» **What to work on**: Reproduce only the lines from the line with "Note for the class: annotate every instance of the clasped" to the line with "Note for the class: annotate every instance of the woman", both included, with the requests unchanged and every point coordinate in the answers multiplied by 1.55 and rounded to the nearest whole number, halves rounded up.

START Data records

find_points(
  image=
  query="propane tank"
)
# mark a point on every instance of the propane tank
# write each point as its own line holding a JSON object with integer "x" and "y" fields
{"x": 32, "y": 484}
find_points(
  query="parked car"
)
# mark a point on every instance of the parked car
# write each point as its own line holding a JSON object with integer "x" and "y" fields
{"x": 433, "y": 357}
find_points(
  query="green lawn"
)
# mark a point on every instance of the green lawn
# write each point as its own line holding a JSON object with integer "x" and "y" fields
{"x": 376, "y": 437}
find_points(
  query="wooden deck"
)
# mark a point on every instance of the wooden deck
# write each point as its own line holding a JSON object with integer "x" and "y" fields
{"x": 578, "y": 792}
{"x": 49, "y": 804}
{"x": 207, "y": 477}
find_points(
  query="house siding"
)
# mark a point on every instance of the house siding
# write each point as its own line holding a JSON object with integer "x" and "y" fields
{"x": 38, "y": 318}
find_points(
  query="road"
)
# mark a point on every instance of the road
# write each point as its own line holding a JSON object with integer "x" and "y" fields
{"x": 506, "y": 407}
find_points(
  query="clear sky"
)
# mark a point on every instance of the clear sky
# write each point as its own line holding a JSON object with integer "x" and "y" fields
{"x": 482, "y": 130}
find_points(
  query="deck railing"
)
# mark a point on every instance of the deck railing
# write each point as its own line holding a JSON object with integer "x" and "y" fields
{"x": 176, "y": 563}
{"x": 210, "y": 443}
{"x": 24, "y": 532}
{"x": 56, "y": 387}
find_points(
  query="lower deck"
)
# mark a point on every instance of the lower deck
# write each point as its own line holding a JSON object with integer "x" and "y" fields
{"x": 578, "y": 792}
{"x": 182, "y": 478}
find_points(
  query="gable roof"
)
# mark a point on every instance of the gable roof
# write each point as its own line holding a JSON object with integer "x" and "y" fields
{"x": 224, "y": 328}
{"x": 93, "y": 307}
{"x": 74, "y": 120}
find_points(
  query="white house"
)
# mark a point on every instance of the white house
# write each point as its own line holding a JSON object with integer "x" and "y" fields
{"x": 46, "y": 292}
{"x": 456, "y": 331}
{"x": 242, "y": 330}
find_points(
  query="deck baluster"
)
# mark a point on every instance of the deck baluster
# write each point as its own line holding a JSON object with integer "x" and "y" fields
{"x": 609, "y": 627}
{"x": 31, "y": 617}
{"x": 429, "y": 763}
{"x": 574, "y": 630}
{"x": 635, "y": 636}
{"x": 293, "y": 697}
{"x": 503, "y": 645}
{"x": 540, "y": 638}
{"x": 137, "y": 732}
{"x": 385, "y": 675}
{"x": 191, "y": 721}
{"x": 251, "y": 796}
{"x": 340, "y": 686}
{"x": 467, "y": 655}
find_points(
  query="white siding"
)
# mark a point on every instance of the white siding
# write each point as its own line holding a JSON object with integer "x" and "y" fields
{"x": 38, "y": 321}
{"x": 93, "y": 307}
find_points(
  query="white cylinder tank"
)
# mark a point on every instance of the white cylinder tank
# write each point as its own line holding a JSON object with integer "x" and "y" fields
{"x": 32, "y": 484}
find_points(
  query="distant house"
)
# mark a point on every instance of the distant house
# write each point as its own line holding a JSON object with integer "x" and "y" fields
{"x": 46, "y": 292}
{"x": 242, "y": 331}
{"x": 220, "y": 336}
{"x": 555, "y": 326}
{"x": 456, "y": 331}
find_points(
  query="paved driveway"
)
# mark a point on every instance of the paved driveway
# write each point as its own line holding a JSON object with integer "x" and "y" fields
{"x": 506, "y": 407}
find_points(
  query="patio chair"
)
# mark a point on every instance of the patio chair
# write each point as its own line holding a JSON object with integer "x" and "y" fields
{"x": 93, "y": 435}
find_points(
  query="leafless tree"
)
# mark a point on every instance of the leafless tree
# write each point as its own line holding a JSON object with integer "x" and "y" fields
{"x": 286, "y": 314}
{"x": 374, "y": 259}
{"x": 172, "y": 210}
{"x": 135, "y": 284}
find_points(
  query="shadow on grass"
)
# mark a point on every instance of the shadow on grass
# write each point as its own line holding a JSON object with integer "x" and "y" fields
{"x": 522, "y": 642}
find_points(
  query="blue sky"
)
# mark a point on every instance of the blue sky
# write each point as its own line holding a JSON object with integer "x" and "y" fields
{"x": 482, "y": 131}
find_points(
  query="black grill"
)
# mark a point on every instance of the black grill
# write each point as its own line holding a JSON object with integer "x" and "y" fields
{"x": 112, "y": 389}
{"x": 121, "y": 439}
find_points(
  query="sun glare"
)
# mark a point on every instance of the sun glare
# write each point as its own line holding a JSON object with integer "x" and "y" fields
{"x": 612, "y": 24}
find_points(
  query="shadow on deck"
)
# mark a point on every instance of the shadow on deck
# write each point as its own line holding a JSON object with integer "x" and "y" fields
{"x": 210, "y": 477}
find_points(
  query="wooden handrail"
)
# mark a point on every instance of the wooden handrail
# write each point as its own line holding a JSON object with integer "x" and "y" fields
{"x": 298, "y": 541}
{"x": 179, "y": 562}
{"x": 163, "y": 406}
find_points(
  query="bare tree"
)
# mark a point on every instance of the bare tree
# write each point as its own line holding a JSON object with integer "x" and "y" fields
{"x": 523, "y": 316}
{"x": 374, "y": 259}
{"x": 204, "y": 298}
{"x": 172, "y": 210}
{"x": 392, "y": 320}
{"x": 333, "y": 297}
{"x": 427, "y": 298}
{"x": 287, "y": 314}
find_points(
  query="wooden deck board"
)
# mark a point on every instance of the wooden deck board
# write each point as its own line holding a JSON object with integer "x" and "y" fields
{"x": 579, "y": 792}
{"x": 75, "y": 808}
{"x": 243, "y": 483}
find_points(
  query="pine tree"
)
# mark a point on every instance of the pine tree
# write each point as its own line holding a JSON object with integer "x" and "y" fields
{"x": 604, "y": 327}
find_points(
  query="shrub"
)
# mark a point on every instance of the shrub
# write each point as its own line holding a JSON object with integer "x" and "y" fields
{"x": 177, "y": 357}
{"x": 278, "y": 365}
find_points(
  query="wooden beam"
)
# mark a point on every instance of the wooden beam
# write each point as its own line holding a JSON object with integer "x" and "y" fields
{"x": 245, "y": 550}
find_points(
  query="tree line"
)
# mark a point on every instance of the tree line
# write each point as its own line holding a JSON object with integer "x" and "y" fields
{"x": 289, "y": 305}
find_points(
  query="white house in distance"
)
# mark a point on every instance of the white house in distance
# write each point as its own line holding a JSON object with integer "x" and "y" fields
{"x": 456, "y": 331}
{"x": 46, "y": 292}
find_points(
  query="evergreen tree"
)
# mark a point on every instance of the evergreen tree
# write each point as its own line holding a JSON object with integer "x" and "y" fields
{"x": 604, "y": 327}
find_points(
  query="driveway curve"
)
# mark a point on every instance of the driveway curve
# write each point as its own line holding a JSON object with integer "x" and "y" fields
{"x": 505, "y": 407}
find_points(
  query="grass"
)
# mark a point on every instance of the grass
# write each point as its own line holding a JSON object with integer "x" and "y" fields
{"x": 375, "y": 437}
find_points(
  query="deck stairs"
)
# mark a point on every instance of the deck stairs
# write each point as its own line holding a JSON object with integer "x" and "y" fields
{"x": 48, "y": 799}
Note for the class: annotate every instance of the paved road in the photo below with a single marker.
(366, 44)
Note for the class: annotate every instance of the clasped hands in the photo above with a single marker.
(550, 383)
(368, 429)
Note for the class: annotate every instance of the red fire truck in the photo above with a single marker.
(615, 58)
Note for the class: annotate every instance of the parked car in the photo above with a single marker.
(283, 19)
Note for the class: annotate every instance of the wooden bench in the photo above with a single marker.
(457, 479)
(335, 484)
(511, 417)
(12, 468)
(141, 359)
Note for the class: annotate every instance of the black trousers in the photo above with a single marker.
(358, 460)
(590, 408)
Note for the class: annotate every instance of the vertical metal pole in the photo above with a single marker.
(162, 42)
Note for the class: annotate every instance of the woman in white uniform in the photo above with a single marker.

END Data records
START Data records

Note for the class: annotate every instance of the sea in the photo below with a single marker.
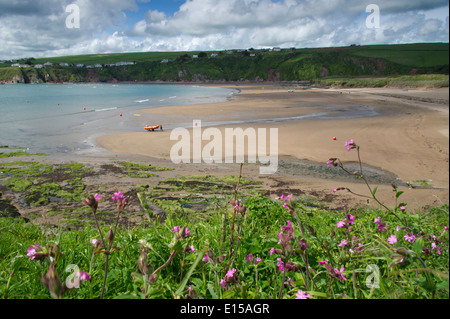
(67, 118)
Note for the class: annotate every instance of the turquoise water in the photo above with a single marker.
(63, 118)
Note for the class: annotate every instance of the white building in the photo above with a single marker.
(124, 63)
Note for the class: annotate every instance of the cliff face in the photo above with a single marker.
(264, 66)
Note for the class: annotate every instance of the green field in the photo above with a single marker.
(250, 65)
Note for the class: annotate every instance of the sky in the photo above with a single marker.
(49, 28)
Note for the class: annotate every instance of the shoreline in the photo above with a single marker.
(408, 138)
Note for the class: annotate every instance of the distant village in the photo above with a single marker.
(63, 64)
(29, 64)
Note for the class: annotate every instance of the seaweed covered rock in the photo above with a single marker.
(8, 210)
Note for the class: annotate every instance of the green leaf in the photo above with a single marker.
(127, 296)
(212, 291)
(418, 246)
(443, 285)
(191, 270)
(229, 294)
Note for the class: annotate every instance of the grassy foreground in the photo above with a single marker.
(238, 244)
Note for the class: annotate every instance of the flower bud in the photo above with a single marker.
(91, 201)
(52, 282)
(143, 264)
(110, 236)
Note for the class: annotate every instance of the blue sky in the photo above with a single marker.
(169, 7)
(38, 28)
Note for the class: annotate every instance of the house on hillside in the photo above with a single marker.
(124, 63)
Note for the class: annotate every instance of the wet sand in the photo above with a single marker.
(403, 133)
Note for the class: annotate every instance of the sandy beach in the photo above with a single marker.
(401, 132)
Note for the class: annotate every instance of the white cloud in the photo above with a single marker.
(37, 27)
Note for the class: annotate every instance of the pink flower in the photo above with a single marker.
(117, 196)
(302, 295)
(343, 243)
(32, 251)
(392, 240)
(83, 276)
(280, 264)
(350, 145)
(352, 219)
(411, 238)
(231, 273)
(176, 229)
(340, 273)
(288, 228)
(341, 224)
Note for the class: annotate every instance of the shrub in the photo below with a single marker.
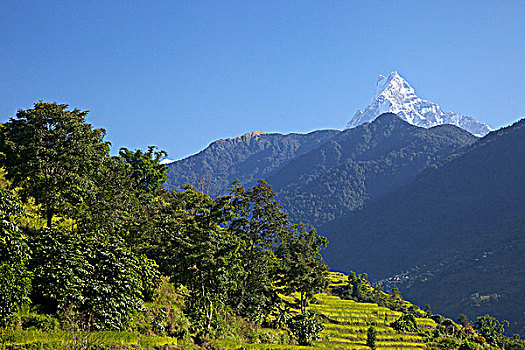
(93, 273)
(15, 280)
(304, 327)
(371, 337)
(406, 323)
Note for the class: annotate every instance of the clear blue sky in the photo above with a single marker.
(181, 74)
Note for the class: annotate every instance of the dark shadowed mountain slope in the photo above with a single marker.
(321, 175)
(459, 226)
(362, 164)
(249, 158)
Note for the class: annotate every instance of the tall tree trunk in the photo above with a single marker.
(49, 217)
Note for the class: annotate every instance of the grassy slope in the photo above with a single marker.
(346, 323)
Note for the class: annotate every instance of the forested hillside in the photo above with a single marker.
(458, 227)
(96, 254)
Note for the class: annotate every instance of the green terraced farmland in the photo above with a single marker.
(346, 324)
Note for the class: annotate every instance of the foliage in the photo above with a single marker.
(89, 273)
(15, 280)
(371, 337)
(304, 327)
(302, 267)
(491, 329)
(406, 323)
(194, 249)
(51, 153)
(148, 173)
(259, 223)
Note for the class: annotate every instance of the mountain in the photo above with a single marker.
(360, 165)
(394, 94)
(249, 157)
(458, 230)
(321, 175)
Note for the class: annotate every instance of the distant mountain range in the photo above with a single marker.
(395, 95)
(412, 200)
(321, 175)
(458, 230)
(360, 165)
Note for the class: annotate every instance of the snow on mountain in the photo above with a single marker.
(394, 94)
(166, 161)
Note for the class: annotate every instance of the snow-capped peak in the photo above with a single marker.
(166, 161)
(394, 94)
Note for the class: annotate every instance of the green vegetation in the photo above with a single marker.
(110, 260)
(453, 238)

END Data records
START Data records

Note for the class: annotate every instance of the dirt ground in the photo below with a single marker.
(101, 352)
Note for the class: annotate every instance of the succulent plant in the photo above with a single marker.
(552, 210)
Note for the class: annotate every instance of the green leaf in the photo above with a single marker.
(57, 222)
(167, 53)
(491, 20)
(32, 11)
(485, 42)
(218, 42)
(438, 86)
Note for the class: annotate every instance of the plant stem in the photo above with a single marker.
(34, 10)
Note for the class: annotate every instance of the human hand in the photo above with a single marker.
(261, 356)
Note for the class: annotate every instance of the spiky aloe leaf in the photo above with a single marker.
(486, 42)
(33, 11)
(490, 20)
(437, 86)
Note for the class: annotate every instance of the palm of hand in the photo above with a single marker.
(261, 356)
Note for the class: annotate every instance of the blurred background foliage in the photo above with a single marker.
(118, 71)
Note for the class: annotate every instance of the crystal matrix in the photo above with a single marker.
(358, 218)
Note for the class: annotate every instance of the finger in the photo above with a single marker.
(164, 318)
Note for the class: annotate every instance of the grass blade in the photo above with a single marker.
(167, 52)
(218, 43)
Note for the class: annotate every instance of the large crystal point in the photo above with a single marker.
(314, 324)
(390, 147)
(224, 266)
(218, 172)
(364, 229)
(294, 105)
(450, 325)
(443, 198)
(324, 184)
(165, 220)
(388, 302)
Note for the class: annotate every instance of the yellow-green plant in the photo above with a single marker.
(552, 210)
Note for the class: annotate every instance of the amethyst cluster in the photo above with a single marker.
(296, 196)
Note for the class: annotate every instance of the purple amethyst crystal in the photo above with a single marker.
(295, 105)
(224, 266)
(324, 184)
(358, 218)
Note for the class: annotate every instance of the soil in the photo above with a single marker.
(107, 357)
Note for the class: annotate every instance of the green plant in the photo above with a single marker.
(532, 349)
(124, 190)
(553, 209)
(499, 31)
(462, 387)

END Data records

» **Output below**:
Note for the class: annotate every instance of the clasped hands in the photo above with a single marker.
(853, 594)
(570, 665)
Note for the class: annotate every instance of the red fire truck in the photo above with a single marker.
(953, 90)
Note for the class: annotate every instance of the parked car in the photo above with a single marker.
(439, 29)
Note for the class: annotate every instance of the wooden bench in the photo above with a single marker.
(708, 742)
(519, 750)
(792, 646)
(19, 725)
(219, 556)
Note for the class: annotate every instance of the black trousers in the photo above with a single marker.
(555, 713)
(915, 632)
Note for the class: annotate every instance of the vertical metal pole in the photo above with a single marker.
(251, 65)
Note for the class: annotate every instance of the woman in white uniform in the photo above with a single marker.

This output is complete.